## [What you are asked to do]
Which lines of the data contain the string "instances"? Pick out each of those lines and copy it.

--- begin Information given ---

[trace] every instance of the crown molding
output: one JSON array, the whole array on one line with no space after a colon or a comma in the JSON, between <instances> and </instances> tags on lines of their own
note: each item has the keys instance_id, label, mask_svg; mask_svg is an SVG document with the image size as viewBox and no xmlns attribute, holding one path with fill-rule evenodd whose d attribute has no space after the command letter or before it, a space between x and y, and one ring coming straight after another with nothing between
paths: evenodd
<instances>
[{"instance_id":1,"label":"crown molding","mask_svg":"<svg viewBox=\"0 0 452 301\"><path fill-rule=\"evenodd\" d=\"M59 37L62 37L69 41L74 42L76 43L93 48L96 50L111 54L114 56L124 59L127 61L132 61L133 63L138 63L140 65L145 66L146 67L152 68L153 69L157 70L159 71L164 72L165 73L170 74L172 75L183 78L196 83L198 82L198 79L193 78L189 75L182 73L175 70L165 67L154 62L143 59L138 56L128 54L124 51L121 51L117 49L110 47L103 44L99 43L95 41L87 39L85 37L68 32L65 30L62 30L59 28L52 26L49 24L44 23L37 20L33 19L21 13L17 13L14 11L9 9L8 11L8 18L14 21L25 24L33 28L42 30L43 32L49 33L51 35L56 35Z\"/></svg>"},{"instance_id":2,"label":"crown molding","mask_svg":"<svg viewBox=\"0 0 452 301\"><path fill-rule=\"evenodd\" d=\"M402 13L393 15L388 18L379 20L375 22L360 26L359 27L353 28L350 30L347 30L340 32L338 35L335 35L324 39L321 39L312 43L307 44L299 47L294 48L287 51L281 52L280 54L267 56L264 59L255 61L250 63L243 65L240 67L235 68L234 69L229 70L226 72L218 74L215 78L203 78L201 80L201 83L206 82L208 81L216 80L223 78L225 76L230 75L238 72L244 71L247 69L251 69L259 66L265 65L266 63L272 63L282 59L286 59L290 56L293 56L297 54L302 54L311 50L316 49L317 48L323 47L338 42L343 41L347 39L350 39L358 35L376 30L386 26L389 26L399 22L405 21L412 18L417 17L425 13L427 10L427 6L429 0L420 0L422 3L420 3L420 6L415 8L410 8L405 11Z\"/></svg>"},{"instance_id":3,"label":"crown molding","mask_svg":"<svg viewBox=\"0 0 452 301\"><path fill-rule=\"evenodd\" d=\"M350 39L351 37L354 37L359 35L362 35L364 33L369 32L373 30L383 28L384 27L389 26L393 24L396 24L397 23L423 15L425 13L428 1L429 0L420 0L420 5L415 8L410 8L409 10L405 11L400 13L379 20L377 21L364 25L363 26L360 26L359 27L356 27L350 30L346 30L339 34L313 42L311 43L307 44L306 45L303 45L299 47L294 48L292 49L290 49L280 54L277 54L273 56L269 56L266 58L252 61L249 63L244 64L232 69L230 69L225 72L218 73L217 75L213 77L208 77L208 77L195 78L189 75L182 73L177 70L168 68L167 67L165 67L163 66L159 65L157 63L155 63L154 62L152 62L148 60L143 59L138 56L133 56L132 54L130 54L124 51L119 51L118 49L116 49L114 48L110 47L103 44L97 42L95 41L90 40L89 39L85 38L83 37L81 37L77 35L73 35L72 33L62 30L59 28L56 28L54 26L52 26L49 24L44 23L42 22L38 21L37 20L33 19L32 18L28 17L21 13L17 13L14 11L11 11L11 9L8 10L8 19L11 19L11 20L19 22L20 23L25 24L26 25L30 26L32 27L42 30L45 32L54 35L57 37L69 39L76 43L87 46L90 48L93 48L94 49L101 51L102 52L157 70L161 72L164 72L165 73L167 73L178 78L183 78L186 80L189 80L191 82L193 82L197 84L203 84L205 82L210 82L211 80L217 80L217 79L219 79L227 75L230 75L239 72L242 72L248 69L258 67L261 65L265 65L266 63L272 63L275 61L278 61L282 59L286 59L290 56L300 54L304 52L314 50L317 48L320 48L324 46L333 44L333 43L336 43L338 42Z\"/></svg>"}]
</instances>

--- end Information given ---

## [Exercise output]
output: one JSON array, the whole array on one line with no space after a colon or a comma in the JSON, between <instances> and </instances> tags on lines of their own
<instances>
</instances>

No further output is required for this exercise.